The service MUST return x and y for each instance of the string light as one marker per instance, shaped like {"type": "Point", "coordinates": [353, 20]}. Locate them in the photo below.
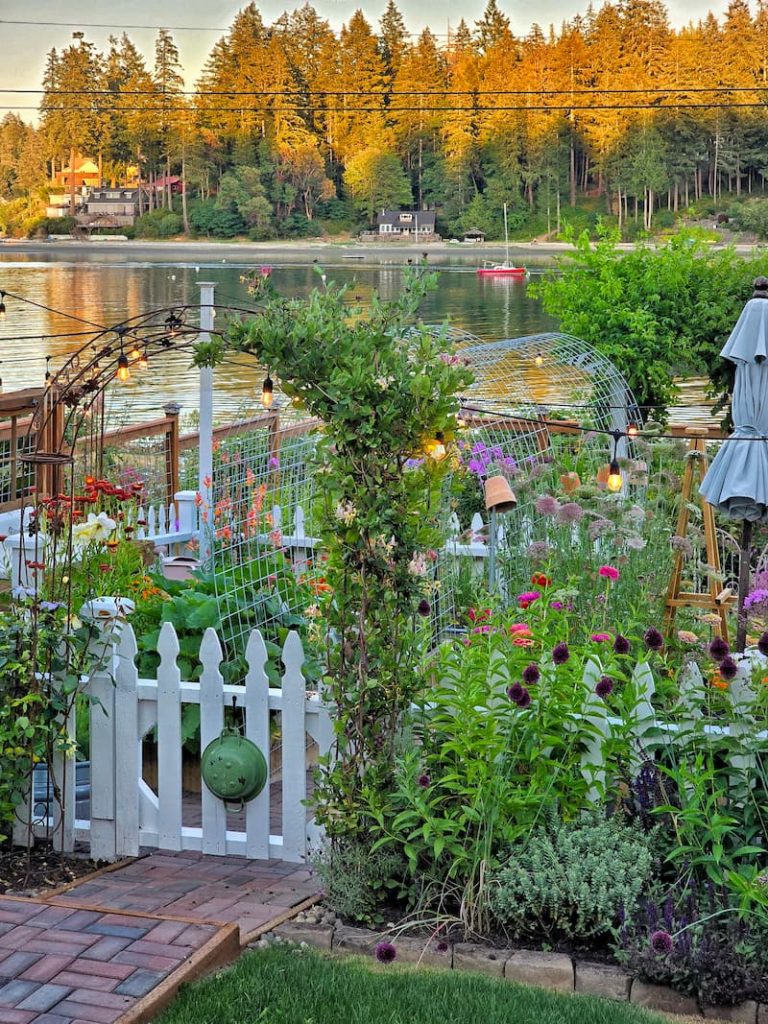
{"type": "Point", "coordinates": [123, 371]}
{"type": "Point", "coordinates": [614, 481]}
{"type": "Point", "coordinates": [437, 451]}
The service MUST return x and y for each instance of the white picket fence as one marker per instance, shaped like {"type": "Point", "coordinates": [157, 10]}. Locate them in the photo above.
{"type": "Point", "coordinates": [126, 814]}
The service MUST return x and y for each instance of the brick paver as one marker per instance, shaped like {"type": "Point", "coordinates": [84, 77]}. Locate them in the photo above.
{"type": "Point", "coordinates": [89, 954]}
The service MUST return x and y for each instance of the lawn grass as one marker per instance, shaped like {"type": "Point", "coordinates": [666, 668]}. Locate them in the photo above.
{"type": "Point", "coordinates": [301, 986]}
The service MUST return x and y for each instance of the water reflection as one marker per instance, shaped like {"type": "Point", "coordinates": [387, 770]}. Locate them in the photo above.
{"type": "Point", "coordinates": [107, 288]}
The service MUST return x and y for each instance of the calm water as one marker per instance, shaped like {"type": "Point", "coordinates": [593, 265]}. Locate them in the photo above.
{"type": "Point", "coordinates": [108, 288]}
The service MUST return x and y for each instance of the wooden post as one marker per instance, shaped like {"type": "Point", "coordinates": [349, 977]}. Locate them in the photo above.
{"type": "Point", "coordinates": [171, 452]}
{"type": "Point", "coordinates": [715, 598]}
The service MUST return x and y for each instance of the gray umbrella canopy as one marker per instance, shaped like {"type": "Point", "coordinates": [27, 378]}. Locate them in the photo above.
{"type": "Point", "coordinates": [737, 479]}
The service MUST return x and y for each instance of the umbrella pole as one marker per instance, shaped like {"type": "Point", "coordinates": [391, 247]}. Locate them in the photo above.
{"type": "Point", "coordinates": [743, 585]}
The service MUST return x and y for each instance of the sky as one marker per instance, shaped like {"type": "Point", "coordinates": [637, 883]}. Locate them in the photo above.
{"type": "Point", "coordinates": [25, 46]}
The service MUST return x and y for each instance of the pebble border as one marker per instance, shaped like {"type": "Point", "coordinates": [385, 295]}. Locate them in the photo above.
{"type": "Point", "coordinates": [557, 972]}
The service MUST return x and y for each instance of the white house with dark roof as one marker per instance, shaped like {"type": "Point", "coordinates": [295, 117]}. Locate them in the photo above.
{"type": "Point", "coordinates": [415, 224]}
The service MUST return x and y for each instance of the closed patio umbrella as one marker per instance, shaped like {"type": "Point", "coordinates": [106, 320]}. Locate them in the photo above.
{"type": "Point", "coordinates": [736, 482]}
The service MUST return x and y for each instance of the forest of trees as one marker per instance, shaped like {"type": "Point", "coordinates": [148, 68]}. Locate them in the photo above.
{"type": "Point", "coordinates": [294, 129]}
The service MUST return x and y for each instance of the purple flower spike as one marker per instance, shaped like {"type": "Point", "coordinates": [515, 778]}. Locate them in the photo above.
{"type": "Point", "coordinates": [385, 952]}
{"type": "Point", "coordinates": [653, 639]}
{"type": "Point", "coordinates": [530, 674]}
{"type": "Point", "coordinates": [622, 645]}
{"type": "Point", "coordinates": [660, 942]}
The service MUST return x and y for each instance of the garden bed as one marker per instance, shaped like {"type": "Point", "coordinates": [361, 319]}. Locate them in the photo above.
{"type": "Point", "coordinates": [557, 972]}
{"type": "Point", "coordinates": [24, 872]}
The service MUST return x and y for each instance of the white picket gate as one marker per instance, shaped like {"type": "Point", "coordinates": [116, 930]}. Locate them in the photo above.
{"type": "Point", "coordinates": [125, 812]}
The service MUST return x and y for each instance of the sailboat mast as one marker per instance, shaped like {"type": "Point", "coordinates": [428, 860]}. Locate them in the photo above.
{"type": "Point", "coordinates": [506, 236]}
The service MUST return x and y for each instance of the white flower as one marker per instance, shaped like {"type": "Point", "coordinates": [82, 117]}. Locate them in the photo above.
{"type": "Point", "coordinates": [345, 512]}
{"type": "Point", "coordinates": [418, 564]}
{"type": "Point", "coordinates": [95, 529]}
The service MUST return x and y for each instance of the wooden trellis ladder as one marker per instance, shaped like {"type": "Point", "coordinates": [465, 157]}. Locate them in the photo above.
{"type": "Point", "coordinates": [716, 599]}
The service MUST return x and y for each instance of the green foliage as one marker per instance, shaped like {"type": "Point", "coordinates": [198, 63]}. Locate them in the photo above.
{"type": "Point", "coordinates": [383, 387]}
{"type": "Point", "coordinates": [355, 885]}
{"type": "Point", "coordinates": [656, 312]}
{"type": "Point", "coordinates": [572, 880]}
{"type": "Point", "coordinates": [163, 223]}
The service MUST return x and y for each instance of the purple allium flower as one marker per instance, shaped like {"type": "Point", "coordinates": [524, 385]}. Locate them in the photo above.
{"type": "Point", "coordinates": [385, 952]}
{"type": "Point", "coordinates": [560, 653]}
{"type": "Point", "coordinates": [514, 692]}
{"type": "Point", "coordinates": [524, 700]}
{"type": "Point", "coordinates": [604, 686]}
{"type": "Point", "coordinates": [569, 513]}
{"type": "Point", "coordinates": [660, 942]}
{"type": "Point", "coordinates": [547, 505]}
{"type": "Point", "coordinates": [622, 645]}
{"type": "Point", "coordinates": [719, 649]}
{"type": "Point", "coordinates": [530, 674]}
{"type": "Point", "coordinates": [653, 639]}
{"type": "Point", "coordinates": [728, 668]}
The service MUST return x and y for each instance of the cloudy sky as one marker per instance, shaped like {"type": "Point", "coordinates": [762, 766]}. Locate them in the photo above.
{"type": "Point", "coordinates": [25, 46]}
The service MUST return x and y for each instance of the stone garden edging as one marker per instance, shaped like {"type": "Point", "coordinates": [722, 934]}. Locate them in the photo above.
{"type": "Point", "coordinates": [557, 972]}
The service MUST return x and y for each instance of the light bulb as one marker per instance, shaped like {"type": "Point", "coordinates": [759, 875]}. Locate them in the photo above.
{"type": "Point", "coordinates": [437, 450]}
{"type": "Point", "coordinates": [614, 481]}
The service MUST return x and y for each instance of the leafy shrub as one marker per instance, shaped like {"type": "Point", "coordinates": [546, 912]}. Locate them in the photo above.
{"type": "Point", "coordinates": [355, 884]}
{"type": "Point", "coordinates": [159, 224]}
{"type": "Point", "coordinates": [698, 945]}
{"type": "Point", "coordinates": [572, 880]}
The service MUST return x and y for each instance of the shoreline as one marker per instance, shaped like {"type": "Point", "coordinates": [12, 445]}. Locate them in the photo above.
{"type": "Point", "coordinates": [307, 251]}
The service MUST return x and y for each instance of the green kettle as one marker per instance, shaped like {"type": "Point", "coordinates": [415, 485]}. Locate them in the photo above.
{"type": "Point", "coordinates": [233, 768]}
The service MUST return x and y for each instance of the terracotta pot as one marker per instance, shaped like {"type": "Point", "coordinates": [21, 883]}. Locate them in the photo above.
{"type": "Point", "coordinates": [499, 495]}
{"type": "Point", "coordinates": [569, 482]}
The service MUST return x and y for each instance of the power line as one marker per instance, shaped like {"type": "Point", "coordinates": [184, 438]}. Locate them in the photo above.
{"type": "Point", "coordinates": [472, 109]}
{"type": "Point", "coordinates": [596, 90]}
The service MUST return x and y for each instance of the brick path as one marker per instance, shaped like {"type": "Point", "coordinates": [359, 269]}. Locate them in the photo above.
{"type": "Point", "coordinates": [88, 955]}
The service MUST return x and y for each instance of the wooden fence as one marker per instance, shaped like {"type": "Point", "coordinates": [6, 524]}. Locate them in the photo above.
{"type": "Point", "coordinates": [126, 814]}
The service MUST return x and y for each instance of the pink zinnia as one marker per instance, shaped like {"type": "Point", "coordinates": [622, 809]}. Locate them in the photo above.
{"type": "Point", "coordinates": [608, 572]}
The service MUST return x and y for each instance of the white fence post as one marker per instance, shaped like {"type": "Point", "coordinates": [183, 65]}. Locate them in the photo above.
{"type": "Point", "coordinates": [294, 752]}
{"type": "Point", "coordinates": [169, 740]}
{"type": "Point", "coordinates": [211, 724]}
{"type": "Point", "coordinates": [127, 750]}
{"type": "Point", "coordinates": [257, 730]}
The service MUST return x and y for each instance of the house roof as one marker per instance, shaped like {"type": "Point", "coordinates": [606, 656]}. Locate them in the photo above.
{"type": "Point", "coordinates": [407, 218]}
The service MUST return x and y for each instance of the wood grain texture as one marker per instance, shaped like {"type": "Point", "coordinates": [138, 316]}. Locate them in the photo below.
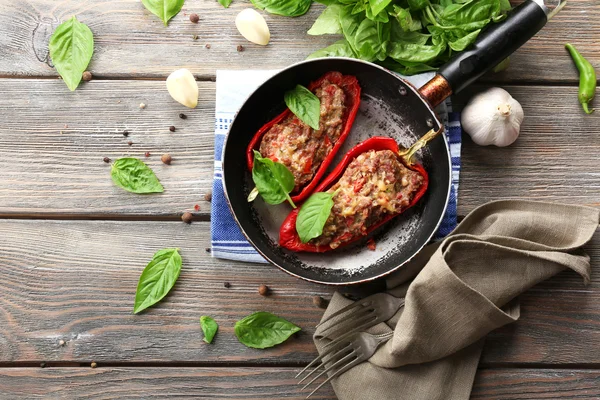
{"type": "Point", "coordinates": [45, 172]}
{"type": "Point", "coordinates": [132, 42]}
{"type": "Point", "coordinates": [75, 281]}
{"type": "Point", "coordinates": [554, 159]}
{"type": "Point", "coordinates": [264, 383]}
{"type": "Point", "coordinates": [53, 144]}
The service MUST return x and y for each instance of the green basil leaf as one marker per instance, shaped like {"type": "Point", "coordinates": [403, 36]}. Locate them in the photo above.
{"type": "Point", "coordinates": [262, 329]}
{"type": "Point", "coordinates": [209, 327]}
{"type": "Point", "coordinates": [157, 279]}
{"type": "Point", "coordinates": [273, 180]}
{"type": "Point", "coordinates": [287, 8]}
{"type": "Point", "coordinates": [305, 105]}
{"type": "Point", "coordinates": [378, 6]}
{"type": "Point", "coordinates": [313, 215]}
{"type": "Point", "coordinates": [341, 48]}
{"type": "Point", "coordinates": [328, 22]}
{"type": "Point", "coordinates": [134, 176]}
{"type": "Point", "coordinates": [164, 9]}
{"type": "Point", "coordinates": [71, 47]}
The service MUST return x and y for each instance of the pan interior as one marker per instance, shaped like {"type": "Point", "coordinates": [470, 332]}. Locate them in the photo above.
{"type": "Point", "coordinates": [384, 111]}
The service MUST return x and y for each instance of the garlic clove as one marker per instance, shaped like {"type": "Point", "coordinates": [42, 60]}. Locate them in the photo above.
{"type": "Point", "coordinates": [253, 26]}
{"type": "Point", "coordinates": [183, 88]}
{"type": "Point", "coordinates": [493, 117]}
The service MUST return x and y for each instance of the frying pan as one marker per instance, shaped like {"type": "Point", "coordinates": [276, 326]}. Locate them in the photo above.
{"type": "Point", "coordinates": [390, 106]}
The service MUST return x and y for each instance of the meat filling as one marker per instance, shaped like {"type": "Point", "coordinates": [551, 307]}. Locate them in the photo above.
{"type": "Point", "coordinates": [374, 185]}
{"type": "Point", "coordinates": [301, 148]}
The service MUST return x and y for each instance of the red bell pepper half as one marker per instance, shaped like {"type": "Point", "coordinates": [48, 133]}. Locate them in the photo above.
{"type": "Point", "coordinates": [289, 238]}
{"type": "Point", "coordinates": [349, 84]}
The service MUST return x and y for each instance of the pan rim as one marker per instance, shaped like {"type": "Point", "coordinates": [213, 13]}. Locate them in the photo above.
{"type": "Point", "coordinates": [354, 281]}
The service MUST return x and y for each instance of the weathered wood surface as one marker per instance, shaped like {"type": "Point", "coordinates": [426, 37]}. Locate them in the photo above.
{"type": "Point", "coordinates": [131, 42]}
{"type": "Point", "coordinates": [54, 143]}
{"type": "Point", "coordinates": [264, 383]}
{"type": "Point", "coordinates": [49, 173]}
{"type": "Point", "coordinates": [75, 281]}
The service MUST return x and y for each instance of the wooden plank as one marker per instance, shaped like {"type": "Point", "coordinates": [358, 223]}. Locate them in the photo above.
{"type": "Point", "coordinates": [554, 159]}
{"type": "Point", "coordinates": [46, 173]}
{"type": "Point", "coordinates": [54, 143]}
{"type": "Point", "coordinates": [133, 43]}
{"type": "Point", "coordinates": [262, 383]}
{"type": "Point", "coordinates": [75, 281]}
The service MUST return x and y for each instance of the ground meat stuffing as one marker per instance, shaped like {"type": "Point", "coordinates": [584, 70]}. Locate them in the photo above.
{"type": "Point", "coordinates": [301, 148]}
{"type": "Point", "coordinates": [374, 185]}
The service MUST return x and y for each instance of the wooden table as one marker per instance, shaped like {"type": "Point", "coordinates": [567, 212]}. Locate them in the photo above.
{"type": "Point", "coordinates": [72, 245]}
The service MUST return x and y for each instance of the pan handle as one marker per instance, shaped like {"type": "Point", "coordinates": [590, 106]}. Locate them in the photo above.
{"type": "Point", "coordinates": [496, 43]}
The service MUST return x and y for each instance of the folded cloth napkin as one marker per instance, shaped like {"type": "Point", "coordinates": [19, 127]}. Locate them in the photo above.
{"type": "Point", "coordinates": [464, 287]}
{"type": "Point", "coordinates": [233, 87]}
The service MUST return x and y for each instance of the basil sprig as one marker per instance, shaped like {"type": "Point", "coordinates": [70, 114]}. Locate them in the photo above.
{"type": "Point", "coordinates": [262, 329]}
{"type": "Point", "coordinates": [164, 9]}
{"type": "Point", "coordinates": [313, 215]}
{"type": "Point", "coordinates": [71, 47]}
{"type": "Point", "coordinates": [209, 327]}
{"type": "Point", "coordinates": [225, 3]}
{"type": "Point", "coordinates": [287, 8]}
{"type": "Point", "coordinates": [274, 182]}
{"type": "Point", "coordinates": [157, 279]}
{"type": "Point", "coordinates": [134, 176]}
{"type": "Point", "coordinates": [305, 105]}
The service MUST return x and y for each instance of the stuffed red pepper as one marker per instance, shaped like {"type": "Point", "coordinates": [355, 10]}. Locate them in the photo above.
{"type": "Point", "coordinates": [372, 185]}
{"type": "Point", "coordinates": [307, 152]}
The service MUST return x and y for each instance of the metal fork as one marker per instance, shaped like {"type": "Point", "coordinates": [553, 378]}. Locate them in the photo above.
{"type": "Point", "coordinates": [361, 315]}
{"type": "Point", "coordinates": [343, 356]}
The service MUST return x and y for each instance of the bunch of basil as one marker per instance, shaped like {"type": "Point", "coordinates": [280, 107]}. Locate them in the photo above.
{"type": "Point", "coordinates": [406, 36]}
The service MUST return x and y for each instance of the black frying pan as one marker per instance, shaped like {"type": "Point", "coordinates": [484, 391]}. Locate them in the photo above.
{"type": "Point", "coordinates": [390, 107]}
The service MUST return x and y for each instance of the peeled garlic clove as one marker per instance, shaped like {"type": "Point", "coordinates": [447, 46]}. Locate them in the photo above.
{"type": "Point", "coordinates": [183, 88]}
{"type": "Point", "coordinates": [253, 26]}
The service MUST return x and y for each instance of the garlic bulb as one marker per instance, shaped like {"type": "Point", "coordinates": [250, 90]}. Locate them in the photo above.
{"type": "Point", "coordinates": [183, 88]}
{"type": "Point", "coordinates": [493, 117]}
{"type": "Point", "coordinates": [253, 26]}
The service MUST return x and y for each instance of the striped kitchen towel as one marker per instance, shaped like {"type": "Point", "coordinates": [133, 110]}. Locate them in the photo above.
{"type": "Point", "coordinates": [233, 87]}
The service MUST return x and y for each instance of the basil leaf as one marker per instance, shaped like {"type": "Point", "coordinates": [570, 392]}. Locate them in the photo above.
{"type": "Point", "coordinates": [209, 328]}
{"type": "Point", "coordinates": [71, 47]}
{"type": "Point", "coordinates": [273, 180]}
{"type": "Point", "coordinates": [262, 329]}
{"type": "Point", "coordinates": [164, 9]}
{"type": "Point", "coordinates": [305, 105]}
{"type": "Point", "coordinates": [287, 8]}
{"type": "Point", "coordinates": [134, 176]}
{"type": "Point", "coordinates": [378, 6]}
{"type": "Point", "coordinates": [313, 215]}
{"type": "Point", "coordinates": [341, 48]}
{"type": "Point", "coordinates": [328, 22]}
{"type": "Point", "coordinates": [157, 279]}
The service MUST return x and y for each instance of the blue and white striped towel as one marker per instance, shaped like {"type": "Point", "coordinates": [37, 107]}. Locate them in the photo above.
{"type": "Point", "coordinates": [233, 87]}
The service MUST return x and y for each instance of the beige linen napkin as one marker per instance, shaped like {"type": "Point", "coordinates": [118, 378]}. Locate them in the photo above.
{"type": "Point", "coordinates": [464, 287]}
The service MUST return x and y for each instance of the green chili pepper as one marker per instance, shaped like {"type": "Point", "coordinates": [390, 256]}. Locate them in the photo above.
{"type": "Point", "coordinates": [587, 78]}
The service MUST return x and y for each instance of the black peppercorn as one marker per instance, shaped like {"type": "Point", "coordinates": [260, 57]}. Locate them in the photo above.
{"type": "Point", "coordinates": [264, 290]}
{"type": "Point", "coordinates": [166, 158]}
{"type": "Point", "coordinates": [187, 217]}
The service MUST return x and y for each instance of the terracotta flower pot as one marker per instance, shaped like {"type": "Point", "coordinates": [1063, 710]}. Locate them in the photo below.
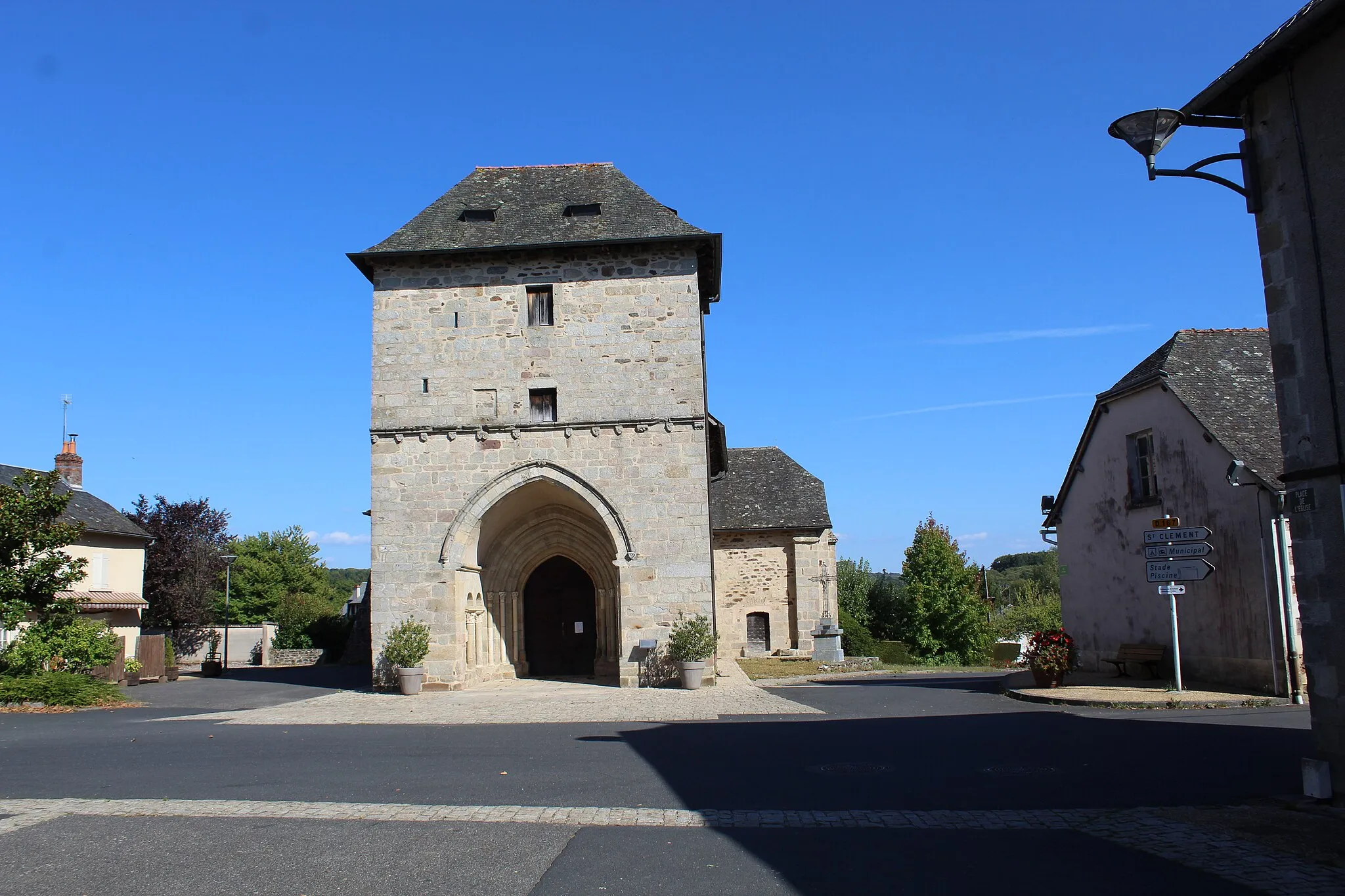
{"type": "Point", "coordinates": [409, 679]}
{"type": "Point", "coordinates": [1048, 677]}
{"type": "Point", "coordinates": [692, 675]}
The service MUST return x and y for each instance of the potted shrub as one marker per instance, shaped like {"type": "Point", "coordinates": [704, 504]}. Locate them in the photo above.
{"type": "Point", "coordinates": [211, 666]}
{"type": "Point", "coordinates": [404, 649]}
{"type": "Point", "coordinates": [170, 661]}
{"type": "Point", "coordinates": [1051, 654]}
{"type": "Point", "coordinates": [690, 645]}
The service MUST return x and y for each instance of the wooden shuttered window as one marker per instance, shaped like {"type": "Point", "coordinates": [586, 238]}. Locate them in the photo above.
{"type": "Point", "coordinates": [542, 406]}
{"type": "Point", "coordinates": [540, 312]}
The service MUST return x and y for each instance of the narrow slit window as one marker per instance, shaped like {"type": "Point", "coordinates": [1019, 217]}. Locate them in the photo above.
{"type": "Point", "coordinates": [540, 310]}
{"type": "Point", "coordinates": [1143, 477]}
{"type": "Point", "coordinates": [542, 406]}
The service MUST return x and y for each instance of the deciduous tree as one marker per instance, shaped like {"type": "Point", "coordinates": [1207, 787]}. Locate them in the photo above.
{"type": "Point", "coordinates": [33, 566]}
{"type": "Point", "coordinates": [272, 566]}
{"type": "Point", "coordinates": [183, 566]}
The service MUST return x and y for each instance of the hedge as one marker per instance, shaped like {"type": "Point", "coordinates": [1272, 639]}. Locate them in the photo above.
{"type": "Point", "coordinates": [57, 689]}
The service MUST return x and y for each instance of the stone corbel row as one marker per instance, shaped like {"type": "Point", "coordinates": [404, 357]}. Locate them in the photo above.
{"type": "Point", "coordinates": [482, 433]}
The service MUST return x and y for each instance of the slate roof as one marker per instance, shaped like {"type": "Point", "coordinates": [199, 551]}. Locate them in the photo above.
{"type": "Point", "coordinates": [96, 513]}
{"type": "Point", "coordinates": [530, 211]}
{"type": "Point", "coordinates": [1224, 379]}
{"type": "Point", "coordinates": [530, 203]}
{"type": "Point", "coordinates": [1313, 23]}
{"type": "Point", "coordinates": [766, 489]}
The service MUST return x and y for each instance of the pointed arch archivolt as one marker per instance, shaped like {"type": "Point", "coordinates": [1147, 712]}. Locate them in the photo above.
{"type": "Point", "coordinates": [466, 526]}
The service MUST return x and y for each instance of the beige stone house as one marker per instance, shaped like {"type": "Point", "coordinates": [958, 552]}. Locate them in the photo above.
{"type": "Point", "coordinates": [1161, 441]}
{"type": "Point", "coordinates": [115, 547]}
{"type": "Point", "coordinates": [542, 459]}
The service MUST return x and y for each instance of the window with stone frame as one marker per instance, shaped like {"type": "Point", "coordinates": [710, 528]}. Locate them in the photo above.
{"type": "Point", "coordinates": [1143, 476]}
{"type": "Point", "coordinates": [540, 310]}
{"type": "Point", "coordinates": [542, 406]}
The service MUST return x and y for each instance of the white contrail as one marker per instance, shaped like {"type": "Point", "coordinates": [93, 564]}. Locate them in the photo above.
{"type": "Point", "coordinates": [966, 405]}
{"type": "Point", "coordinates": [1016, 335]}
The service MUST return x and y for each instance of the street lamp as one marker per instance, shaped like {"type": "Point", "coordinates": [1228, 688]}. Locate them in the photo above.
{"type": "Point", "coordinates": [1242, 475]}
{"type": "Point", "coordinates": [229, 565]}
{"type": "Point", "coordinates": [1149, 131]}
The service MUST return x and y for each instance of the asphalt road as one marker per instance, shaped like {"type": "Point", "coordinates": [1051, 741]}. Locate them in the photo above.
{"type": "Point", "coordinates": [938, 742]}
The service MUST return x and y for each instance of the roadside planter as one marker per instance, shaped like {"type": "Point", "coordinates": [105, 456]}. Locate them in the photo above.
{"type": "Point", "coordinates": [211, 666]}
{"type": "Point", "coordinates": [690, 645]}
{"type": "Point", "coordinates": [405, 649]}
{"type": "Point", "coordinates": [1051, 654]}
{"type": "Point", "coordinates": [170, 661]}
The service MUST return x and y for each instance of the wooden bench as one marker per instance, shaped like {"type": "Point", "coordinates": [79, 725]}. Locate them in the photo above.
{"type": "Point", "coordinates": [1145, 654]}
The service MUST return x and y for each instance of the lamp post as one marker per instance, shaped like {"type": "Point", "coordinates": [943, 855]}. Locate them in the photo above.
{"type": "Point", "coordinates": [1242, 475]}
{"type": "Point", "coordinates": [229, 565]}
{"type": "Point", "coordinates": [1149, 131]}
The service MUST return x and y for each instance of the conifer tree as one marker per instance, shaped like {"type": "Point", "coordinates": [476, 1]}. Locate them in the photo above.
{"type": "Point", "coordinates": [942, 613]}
########################################
→ **EXERCISE OBJECTIVE**
Using the material above, extract the line that contains "the wooden bench" and every line after it, exactly as given; stop at the last line.

→ **RESPONSE TO THIS EXERCISE**
The service MUST return x and y for each instance of the wooden bench as one marker per instance, shaped like {"type": "Point", "coordinates": [79, 725]}. Locate them in the photo above.
{"type": "Point", "coordinates": [1145, 654]}
The service MUST return x and y for each instance of the lamp post as one marker per instance, shaped like {"type": "Point", "coordinates": [943, 855]}. Locate them in the photo above.
{"type": "Point", "coordinates": [1242, 475]}
{"type": "Point", "coordinates": [229, 565]}
{"type": "Point", "coordinates": [1149, 131]}
The service MUST return x and y for each instance of the conifer tree as one marker per instance, shaped like {"type": "Point", "coordinates": [476, 1]}. Locate them in the photo above.
{"type": "Point", "coordinates": [942, 613]}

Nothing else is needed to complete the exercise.